*Excerpt*:

[start]

Spokane pair continues TV ‘Experience’

A year ago, I wrote about two Spokane-area men who were up to their gills in a dream come true.
Seth Burrill was fishing for fun, fame and fortune, and Mickey Hough was working the camera and editing for a television angling show, “Angler’s Experience,” that debuted in this market last January.
Most dreams of this nature are short, if not nightmarish. But Burrill, 29, and Hough, 34, have been standouts among the casts of thousands trying to angle their way into the tube.
“We’re signed up for another season with Fox 28 and the Sportsman’s Channel and we’re ready to release our first instructional DVD with a program that’s scheduled to run on Christmas Day,” Burrill said recently from his Spokane Valley office.
Their success is bittersweet, especially for Burrill, who might be happiest if he were on the water seven days a week. Please excuse them if they’re late with the holiday greetings.
“Mickey’s been working 12- to 13-hour days, seven days a week lately just to keep on top of it,” Burrill said. “By Jan. 1, we have to complete four shows, build five commercials and launch the DVD.”

[end]

*Raw records*:
[start]

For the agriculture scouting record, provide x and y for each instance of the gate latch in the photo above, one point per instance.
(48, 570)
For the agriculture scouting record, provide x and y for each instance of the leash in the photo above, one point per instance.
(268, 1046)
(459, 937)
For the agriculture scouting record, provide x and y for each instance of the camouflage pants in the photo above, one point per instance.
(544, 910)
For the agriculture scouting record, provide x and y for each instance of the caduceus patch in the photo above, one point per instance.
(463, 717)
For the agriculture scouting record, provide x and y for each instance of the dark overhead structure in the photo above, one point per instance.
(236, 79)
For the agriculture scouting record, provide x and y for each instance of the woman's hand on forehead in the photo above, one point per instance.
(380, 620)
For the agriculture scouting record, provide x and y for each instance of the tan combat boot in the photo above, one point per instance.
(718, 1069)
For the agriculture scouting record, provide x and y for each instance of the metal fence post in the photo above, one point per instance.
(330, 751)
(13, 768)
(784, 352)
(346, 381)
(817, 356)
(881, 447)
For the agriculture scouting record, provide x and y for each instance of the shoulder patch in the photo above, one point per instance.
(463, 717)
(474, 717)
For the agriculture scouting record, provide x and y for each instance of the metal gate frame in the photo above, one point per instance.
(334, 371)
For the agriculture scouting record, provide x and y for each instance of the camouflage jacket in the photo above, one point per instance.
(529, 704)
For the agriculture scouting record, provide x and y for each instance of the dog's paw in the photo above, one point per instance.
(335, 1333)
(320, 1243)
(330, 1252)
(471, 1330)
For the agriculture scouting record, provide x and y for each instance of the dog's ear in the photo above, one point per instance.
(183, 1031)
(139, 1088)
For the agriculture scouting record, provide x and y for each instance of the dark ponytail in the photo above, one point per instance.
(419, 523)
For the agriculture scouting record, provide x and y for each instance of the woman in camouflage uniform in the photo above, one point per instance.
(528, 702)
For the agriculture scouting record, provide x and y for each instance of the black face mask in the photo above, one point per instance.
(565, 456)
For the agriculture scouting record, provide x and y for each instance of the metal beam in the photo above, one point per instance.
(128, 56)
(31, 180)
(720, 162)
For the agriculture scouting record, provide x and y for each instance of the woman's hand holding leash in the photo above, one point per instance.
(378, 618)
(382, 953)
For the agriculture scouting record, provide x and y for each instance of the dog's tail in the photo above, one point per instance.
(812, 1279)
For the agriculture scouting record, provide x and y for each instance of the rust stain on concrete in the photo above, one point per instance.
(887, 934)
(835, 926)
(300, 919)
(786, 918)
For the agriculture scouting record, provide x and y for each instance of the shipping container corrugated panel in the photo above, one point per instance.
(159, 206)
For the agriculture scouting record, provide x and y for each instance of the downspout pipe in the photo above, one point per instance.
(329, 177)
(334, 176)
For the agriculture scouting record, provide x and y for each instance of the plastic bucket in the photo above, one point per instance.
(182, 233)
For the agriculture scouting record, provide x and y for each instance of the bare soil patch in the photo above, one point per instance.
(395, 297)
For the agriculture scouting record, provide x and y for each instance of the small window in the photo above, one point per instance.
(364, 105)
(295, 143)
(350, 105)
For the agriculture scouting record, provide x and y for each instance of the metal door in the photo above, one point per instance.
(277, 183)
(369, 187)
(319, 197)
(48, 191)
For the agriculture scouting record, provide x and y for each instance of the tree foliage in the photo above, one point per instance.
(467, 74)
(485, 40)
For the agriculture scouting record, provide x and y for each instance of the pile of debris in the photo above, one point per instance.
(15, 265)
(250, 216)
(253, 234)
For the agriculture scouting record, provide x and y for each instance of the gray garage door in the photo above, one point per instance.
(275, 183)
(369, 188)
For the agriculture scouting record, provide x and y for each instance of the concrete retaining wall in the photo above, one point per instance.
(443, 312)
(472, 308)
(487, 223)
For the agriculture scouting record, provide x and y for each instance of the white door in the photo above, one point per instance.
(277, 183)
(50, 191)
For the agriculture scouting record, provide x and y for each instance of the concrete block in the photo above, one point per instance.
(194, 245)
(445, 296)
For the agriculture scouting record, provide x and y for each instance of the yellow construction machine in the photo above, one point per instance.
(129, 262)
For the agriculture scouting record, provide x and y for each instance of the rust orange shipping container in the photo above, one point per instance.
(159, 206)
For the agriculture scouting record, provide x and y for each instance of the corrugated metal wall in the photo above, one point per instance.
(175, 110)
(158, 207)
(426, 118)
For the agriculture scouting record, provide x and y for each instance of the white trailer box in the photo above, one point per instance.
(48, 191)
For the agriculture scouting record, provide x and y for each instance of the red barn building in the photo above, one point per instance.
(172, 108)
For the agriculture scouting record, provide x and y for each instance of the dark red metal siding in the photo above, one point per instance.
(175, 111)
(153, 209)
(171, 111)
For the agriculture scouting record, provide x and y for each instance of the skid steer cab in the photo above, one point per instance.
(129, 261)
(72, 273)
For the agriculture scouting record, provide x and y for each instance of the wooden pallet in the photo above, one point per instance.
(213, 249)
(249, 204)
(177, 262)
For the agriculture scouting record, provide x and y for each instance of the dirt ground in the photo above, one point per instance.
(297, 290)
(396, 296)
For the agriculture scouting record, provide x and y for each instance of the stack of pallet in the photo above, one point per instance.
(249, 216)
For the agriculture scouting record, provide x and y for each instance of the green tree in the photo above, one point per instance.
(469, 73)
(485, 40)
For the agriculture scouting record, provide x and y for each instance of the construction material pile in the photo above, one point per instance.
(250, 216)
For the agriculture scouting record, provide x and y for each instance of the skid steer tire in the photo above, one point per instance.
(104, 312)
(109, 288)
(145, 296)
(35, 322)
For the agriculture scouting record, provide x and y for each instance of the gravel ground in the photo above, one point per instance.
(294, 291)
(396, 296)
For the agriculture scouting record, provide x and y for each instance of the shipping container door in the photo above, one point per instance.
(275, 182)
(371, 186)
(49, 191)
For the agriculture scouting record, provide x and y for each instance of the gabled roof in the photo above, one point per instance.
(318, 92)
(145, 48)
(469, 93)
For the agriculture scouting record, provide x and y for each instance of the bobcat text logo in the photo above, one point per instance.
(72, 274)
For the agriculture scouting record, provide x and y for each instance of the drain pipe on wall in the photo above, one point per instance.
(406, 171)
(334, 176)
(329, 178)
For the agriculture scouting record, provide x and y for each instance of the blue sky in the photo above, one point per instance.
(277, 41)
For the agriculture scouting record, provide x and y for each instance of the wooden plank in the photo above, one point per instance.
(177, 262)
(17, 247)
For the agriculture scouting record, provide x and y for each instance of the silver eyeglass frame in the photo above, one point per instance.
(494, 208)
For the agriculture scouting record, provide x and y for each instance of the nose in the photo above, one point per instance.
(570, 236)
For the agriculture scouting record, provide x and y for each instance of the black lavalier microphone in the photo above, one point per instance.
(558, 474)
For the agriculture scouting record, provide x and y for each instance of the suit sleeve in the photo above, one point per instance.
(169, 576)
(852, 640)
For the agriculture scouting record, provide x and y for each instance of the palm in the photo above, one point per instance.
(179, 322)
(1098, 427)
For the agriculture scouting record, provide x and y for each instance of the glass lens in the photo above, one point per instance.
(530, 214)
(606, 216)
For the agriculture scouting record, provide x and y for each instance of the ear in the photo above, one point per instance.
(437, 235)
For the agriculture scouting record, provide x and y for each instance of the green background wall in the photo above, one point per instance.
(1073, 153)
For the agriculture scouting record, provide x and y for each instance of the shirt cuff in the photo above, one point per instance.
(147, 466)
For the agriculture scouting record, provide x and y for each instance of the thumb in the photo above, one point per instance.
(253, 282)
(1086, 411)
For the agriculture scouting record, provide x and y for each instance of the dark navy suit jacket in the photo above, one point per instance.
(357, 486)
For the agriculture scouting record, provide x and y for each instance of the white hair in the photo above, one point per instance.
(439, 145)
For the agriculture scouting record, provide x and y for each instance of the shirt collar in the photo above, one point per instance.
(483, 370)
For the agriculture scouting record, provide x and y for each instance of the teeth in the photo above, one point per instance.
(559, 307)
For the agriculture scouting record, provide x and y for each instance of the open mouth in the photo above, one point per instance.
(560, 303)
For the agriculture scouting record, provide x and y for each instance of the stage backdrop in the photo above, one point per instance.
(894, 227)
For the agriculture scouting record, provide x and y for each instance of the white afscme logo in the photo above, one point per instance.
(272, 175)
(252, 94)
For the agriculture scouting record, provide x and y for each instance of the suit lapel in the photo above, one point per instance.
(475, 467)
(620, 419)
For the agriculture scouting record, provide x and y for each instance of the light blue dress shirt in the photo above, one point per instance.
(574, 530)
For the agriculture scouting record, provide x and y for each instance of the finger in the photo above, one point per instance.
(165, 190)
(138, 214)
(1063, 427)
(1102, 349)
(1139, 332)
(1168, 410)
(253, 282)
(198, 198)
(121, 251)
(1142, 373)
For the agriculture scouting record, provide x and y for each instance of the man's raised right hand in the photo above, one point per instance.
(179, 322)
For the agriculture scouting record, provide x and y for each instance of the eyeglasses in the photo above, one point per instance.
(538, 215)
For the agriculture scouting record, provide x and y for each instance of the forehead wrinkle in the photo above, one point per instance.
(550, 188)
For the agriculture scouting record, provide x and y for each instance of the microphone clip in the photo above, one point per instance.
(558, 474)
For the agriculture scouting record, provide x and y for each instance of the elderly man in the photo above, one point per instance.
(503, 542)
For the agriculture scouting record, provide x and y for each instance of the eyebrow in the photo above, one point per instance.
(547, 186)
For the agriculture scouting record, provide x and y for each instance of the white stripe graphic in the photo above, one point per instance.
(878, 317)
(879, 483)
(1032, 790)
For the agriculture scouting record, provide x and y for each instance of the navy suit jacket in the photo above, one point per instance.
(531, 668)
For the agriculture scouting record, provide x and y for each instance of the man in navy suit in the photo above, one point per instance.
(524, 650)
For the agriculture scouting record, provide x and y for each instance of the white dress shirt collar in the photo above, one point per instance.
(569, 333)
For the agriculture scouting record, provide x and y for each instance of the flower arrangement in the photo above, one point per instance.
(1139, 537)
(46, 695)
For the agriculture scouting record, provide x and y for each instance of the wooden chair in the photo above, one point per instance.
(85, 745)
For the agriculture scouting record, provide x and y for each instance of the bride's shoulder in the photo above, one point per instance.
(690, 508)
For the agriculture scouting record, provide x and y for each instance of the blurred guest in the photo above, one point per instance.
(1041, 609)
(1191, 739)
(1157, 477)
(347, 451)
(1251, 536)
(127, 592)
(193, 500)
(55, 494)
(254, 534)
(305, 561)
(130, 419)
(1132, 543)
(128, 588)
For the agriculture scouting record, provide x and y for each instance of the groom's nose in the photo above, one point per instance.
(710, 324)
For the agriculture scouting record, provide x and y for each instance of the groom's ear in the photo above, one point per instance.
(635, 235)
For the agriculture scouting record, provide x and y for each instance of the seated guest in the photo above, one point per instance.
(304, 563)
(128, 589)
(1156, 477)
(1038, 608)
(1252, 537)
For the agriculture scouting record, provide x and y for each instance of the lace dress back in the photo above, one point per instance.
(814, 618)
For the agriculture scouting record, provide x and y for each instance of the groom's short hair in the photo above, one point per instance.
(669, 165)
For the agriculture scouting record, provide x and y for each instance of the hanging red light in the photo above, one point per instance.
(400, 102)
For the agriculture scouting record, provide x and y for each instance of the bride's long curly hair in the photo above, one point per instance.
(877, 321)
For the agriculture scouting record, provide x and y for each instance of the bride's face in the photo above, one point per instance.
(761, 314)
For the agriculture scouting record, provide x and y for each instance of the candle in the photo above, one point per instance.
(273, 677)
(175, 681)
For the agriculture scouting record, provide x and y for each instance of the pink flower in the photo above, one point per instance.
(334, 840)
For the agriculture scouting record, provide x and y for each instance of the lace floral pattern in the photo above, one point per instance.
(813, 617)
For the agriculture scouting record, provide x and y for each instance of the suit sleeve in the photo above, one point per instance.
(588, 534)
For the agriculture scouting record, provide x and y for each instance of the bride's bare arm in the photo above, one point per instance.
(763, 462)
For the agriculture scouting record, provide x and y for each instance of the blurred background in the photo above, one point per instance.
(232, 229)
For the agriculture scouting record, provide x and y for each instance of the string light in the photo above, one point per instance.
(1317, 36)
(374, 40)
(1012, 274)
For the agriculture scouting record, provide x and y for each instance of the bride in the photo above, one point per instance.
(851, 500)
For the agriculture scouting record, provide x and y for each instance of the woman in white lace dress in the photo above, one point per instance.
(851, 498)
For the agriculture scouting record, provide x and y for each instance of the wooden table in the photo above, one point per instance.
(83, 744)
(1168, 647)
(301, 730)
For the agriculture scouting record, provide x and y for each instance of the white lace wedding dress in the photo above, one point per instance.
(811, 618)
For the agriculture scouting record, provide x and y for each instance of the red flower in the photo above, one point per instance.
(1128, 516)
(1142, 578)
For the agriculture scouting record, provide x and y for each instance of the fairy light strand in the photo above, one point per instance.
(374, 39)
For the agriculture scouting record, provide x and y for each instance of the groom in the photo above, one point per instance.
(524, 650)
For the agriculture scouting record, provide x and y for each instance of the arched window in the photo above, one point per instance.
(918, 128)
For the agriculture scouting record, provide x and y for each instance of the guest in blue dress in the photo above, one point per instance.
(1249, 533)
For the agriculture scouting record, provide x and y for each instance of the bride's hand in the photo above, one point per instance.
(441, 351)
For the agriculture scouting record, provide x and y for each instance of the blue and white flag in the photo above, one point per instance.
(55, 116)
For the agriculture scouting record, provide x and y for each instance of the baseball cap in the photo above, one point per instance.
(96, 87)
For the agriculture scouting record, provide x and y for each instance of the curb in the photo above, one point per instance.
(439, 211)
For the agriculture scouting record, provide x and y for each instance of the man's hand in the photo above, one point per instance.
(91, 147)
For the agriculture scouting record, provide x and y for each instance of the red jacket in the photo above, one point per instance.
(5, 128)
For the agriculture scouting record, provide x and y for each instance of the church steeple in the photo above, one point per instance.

[end]

*Challenge*: Repeat word for word the portion of the Spokane angling show article above that opens with the words containing "Their success is" and closes with "the holiday greetings.".

*Result for this exercise*:
Their success is bittersweet, especially for Burrill, who might be happiest if he were on the water seven days a week. Please excuse them if they’re late with the holiday greetings.